REQUIRED ACTION 1 -> From the article on Powell and inflation, pull out the passage from "Many supply bottlenecks" up to and including "plastics to paint.".
REQUIRED ACTION 2 -> According to the article on Powell and inflation, how much does the Fed spend each month buying bonds?

TEXT SEGMENT ->

--- START ---

WASHINGTON — Federal Reserve Chair Jerome Powell on Wednesday defended the ultra-low interest rate policies he has pursued since the pandemic decimated the economy more than 18 months ago.
But he acknowledged inflation has stayed higher for longer than he expected.
At a panel sponsored by the European Central Bank, Powell was asked if the Fed is “overdoing it” with its policy of cutting its short-term interest rate to nearly zero and purchasing $120 billion a month in bonds to lower longer-term rates.
“The historical record is thick with examples of underdoing it,” Powell responded.
Criticism of the Fed’s policies, however, has grown in recent months as inflation has jumped to 30-year highs. The economy’s main challenge, meanwhile, has shifted from weak demand as a result of widespread layoffs, which the Fed can help counter with lower interest rates, to supply shortages, which the Fed can do little about.
When consumers began ramping up spending this spring and summer, fueled by stimulus checks, many businesses were caught off guard, and shortages of cars, furniture and electronics quickly materialized. That pushed inflation to 4.2% in July from a year earlier, according to the Fed’s preferred measure.
Powell initially called such inflation “transitory” and said it would fade as the economy reopened further and the supply chain kinks were worked out. In recent comments, however, that description has faded.
Many supply bottlenecks remain, with ships backed up at major West Coast ports. And shortages of chemicals are now pushing up prices for a range of goods from plastics to paint.
Powell said it is “frustrating to see the bottlenecks and supply chain problems not getting better, in fact, at the margin, apparently getting a little bit worse.”
“We see that continuing into next year probably and holding inflation up longer than we had thought,” Powell concluded.
Still, Fed officials forecast that inflation will decline over the next 12 months, to just 2.2% by the end of 2022.
Powell also said that the delta variant of the coronavirus has slowed the U.S. economy and hiring. Job gains in August were about one-quarter the level they had been in June and July.
“It is frustrating to acknowledge that getting people vaccinated and getting delta under control 18 months later still remains the most important economic policy that we have,” he said.

--- END ---

Collected data entries:

--- START ---

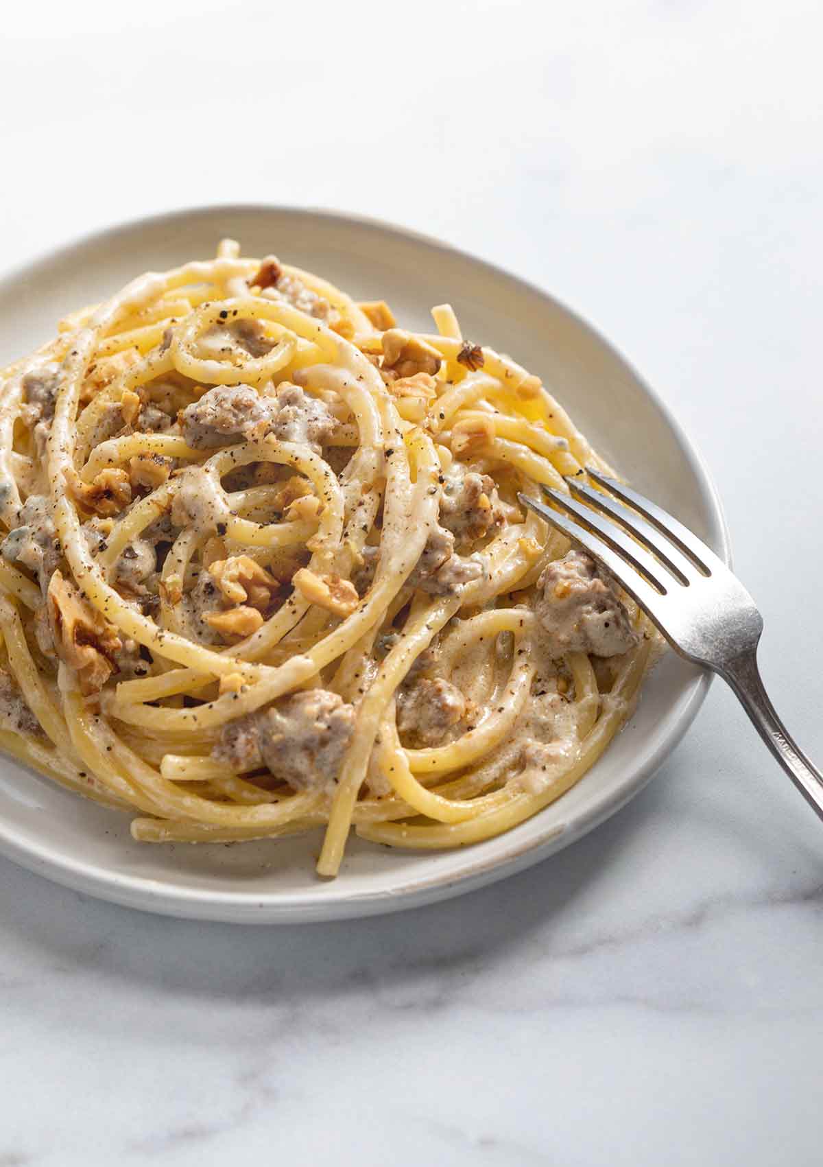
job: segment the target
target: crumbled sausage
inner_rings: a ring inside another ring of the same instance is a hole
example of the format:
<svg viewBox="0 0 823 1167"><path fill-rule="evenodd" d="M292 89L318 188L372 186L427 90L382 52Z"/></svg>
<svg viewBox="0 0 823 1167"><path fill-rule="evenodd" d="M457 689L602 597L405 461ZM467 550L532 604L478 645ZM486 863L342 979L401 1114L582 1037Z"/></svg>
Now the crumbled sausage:
<svg viewBox="0 0 823 1167"><path fill-rule="evenodd" d="M420 746L437 746L465 714L466 698L456 685L423 677L399 694L397 728Z"/></svg>
<svg viewBox="0 0 823 1167"><path fill-rule="evenodd" d="M116 587L125 587L130 592L140 593L142 585L158 568L154 546L146 539L134 539L118 557L112 571L112 582Z"/></svg>
<svg viewBox="0 0 823 1167"><path fill-rule="evenodd" d="M60 540L46 495L29 495L20 508L19 520L20 525L9 531L0 544L0 555L9 562L22 564L46 588L61 558Z"/></svg>
<svg viewBox="0 0 823 1167"><path fill-rule="evenodd" d="M370 544L367 544L367 546L361 550L360 557L362 562L360 562L353 571L351 582L357 589L358 595L365 595L371 585L375 582L375 573L381 557L381 548L372 547Z"/></svg>
<svg viewBox="0 0 823 1167"><path fill-rule="evenodd" d="M60 389L61 366L50 361L41 369L27 372L22 379L26 404L21 410L28 425L35 421L50 421L55 415L55 401Z"/></svg>
<svg viewBox="0 0 823 1167"><path fill-rule="evenodd" d="M329 320L332 306L323 296L307 288L297 275L288 275L277 256L266 256L257 273L249 280L249 287L259 287L270 299L285 300L299 312L315 320Z"/></svg>
<svg viewBox="0 0 823 1167"><path fill-rule="evenodd" d="M169 603L177 607L186 634L190 640L198 644L219 644L219 629L214 628L208 619L218 609L219 592L208 572L200 572L195 586L184 595L180 579L174 576L161 584L160 591Z"/></svg>
<svg viewBox="0 0 823 1167"><path fill-rule="evenodd" d="M537 581L537 619L553 657L565 652L619 656L637 643L626 606L591 555L570 551L549 564Z"/></svg>
<svg viewBox="0 0 823 1167"><path fill-rule="evenodd" d="M266 336L259 320L244 319L212 324L198 337L197 349L202 357L239 364L249 357L264 357L277 343L277 340Z"/></svg>
<svg viewBox="0 0 823 1167"><path fill-rule="evenodd" d="M40 721L26 704L14 678L5 669L0 669L0 729L29 738L43 734Z"/></svg>
<svg viewBox="0 0 823 1167"><path fill-rule="evenodd" d="M217 385L180 417L183 439L193 449L230 446L267 417L266 403L249 385Z"/></svg>
<svg viewBox="0 0 823 1167"><path fill-rule="evenodd" d="M304 690L230 721L211 755L238 770L266 766L295 790L325 789L337 780L354 721L337 693Z"/></svg>
<svg viewBox="0 0 823 1167"><path fill-rule="evenodd" d="M458 546L474 543L503 519L494 478L453 462L445 475L440 501L440 522L454 536Z"/></svg>
<svg viewBox="0 0 823 1167"><path fill-rule="evenodd" d="M284 382L274 398L265 399L267 407L266 432L280 441L308 446L315 454L329 441L337 428L337 419L323 401L304 392L299 385Z"/></svg>
<svg viewBox="0 0 823 1167"><path fill-rule="evenodd" d="M176 480L172 499L172 523L214 531L230 517L229 504L212 478L198 466L190 466Z"/></svg>
<svg viewBox="0 0 823 1167"><path fill-rule="evenodd" d="M173 425L174 418L156 405L144 405L134 421L134 428L147 434L166 433Z"/></svg>
<svg viewBox="0 0 823 1167"><path fill-rule="evenodd" d="M483 565L477 559L455 554L454 536L437 526L426 539L409 584L432 595L455 595L482 574Z"/></svg>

--- END ---

TASK RESPONSE 1 ->
Many supply bottlenecks remain, with ships backed up at major West Coast ports. And shortages of chemicals are now pushing up prices for a range of goods from plastics to paint.

TASK RESPONSE 2 -> $120 billion a month.